═══ DATA EXTRACTS ═══
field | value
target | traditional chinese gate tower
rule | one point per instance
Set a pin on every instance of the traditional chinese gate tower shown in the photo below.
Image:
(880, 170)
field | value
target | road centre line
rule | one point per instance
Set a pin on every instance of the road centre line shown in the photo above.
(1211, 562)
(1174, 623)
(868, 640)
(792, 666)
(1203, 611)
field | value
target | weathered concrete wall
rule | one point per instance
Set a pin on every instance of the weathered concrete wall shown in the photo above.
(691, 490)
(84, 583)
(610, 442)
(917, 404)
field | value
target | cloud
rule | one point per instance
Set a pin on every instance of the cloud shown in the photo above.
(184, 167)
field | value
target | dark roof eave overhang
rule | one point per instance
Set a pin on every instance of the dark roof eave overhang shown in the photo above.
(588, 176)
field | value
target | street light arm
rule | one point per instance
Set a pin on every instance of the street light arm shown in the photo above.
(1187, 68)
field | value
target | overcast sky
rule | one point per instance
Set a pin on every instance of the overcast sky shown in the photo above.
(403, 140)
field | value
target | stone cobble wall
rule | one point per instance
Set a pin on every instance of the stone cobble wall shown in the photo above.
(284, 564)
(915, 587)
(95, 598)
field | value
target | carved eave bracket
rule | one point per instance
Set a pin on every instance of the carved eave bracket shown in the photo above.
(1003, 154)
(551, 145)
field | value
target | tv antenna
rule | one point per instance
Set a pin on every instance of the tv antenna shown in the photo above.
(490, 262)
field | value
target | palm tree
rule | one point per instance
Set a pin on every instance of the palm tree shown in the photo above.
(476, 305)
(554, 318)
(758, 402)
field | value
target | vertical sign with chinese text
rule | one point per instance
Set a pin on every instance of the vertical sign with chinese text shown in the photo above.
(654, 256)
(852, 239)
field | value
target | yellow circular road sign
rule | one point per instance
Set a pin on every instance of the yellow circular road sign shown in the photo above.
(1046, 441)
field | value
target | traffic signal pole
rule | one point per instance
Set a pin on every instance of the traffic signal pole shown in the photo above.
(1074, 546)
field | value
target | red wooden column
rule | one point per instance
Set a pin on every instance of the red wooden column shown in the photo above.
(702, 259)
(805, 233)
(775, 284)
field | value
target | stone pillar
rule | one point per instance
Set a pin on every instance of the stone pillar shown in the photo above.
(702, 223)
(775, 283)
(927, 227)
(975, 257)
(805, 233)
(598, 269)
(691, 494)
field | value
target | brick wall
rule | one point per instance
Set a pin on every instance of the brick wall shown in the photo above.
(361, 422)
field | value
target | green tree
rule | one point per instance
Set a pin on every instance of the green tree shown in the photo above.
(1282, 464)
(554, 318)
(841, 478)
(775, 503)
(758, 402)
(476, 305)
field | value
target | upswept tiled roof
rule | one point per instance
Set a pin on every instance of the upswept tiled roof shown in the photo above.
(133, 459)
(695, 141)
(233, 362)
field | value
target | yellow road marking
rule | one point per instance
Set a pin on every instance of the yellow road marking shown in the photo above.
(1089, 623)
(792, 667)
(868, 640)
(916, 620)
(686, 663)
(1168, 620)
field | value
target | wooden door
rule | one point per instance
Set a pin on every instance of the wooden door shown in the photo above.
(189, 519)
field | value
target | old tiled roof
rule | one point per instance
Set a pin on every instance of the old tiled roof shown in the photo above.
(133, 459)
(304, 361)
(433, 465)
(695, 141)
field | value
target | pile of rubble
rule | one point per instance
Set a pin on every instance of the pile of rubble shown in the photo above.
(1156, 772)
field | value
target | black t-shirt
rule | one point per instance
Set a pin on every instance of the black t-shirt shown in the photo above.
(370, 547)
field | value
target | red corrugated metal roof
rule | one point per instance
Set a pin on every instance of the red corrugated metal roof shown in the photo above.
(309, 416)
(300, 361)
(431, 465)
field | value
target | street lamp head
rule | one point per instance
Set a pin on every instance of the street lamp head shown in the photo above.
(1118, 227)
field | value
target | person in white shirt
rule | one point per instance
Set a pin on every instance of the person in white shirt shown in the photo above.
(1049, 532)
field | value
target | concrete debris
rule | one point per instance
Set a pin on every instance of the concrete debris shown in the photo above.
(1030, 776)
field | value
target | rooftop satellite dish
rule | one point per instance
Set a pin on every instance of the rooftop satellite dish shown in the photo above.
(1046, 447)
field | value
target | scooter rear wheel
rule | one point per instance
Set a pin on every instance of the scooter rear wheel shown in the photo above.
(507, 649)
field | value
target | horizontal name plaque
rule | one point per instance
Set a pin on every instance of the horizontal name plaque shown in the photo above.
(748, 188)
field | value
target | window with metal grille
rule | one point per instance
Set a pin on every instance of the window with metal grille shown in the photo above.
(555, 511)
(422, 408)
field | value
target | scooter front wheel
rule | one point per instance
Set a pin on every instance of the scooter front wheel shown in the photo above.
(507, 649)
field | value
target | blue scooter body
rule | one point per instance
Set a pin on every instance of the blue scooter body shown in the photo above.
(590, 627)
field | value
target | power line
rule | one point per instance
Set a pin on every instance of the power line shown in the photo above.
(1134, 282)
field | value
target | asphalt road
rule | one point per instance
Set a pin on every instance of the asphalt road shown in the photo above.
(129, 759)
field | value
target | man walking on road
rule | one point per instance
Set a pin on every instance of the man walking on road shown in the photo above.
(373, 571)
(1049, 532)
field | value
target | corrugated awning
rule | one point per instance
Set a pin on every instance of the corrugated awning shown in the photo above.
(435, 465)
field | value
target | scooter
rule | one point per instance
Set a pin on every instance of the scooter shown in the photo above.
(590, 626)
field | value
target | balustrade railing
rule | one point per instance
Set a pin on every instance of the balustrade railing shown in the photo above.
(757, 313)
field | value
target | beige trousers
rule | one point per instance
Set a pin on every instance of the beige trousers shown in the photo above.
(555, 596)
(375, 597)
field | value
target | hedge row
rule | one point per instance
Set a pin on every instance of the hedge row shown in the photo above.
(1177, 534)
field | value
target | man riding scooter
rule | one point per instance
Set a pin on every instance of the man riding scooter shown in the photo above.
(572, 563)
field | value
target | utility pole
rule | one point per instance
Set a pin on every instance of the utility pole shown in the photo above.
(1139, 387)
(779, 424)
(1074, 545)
═══
Single out each line of the records above with the string "traditional" in it, and copy it.

ANSWER TO THE EXERCISE
target | traditional chinese gate tower
Set a pin on every instance of the traditional chinese gate tower shown in the photo below.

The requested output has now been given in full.